### Extracted text
· · · ·
Z. Elegans -- cactus flowered:
Tall, 3-4 foot cactus flower zinnias have semi double,4 to 6 inch, slightly
curved and twisted petals making them resemble quilled chrysanthemums. They
usually come in mixes of bright colors including canary yellow, golden, orange,
crimson, scarlet, apricot, coral, carmine, lilac, rose, pink and white.
"Raggedy Anne" An exuberant mix of these old-fashioned large quilled flowers in
radiant shades that make especially nice bouquets.
Zinnia haageana This more diminutive species is most often available as a bi
-color mix.The oldest heirloom variety is Persian Carpet, a mix of many singles, semi
doubles and doubles. It comes in a mosaic of chestnut, mahogany, bronze, orange,
and rust, with contrasting circles or picotee edges of yellow and cream that
create a rich tapestry of color. These lovely flowers are multi-branching and
low growing, reaching 12- 18 inches tall and make charming little bouquets.
Zinnias need warmth to germinate and grow easily. To start early indoors: In
cold-weather climates, you can get a head start on the season by starting
zinnias from seed indoors four to five weeks before the last spring frost date.
· · · ·
### Entries supplied
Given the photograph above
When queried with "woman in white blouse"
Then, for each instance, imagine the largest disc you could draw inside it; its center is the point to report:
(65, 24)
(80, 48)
· · · ·
Could you print the zinnia text above again, word for word and in full?

### Response to this task
Z. Elegans -- cactus flowered:
Tall, 3-4 foot cactus flower zinnias have semi double,4 to 6 inch, slightly
curved and twisted petals making them resemble quilled chrysanthemums. They
usually come in mixes of bright colors including canary yellow, golden, orange,
crimson, scarlet, apricot, coral, carmine, lilac, rose, pink and white.
"Raggedy Anne" An exuberant mix of these old-fashioned large quilled flowers in
radiant shades that make especially nice bouquets.
Zinnia haageana This more diminutive species is most often available as a bi
-color mix.The oldest heirloom variety is Persian Carpet, a mix of many singles, semi
doubles and doubles. It comes in a mosaic of chestnut, mahogany, bronze, orange,
and rust, with contrasting circles or picotee edges of yellow and cream that
create a rich tapestry of color. These lovely flowers are multi-branching and
low growing, reaching 12- 18 inches tall and make charming little bouquets.
Zinnias need warmth to germinate and grow easily. To start early indoors: In
cold-weather climates, you can get a head start on the season by starting
zinnias from seed indoors four to five weeks before the last spring frost date.